**Request:**
State how many lines in the entries below contain the string "green", with case counting. Reply with the number alone.

(Lines of data)

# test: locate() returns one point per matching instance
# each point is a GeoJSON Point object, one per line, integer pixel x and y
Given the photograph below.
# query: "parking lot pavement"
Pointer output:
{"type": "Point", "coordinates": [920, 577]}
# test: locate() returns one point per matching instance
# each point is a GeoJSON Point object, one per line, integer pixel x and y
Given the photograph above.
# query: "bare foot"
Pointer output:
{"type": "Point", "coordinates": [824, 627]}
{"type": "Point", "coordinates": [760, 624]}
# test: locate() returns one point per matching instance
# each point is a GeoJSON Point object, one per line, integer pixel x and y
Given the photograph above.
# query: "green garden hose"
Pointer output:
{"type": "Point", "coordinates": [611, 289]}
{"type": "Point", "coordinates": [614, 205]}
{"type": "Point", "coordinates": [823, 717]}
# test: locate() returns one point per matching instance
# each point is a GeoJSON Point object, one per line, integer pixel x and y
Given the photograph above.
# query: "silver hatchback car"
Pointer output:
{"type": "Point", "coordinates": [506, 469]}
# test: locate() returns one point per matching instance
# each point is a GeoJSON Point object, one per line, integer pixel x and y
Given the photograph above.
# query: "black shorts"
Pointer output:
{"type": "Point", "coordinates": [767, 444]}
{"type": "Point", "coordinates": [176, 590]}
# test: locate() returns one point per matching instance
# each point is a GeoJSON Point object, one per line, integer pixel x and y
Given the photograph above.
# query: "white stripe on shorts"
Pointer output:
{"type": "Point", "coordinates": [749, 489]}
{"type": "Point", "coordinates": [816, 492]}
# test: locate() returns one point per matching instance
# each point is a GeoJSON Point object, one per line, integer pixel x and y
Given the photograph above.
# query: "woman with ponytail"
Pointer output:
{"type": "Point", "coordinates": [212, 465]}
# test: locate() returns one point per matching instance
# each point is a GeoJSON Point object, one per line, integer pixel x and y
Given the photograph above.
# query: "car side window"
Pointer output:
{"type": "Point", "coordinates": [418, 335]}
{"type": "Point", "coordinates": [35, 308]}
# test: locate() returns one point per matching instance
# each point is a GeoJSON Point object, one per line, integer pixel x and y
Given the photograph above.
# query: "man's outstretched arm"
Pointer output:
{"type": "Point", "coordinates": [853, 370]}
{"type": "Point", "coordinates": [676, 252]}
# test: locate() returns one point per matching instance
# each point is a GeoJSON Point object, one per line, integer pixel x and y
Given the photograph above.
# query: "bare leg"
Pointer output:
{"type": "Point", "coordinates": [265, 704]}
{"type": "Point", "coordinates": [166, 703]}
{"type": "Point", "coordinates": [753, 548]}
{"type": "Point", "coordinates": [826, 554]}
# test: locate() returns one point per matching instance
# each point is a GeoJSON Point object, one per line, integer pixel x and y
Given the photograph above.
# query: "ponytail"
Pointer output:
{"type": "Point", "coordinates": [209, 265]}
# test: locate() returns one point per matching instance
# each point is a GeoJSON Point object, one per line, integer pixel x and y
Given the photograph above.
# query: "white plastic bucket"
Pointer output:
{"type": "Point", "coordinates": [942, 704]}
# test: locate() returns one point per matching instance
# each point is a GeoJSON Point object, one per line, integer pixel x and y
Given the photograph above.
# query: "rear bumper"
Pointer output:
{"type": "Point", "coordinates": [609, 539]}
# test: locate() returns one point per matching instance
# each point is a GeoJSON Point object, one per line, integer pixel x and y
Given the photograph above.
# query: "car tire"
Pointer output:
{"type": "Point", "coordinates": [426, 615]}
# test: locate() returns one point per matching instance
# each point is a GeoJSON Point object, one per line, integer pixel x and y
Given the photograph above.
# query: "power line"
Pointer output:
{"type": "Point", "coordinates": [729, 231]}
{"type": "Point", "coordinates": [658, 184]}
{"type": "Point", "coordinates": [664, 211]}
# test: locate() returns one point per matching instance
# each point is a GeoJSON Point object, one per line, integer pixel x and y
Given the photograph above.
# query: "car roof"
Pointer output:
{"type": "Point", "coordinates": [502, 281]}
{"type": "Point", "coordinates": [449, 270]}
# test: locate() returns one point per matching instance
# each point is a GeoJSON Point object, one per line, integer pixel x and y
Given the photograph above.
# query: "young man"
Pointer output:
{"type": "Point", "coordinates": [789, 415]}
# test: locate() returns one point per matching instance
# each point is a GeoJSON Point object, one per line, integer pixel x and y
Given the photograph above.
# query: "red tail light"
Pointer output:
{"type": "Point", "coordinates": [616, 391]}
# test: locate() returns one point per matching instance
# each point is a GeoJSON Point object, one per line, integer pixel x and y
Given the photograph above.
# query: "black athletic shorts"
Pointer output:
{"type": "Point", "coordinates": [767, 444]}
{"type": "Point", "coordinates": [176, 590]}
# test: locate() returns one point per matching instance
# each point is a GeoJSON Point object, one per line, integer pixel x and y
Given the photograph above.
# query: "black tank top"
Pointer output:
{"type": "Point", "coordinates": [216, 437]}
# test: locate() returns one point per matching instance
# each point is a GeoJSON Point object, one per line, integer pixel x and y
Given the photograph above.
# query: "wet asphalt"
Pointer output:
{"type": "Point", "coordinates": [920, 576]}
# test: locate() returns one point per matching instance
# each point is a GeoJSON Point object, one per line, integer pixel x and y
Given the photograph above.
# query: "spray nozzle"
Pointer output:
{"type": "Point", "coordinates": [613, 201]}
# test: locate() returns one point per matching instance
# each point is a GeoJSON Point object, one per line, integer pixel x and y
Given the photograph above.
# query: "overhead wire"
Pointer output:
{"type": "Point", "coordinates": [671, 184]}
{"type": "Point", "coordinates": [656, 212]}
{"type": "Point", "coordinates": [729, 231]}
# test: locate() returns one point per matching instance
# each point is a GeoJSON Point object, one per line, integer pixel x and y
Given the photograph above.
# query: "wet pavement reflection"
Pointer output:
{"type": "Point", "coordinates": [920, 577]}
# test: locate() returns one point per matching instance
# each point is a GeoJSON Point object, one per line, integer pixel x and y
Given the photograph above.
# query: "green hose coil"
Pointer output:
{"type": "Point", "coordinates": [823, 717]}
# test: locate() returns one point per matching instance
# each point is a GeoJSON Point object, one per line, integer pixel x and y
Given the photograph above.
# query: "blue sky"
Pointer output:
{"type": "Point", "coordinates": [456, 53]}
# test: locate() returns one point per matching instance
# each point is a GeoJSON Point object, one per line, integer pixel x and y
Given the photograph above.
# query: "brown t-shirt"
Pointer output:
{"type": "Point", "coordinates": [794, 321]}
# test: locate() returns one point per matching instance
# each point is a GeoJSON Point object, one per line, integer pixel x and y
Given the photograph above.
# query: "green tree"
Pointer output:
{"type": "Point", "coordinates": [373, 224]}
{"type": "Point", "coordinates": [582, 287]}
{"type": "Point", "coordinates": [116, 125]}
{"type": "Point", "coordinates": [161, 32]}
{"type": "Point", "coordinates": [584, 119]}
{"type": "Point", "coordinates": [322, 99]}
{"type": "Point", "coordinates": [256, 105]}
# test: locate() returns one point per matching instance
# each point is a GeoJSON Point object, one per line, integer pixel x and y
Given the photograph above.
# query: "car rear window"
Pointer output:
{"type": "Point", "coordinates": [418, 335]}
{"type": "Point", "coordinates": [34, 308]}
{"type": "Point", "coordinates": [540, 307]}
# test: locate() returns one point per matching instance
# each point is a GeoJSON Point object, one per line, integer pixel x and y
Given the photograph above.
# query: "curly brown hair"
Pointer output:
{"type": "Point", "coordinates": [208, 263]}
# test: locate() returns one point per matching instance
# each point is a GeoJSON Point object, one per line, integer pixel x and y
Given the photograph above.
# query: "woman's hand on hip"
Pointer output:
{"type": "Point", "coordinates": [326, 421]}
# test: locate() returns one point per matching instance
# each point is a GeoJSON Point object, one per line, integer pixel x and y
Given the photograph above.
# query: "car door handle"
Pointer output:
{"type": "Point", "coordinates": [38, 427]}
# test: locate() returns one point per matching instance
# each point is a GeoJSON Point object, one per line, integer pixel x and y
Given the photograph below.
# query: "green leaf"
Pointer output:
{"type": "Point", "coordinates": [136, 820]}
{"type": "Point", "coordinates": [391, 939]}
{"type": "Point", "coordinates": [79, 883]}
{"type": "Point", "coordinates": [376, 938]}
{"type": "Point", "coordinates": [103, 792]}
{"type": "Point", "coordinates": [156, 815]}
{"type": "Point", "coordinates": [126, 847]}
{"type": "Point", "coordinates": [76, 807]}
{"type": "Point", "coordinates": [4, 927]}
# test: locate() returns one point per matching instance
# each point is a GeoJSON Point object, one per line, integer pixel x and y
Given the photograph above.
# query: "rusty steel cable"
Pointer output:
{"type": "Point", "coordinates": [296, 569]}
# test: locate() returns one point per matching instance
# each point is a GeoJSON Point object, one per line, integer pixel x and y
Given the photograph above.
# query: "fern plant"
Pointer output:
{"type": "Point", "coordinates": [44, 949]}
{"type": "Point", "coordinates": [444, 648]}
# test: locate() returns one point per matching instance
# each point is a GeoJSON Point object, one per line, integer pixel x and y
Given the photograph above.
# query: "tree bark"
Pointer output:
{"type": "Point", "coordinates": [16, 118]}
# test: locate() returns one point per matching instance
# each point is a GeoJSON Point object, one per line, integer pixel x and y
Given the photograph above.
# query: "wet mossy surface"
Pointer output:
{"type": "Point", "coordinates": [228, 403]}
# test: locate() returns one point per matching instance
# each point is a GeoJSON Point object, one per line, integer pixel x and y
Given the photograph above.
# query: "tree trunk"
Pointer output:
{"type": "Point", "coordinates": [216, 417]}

**Written response:**
4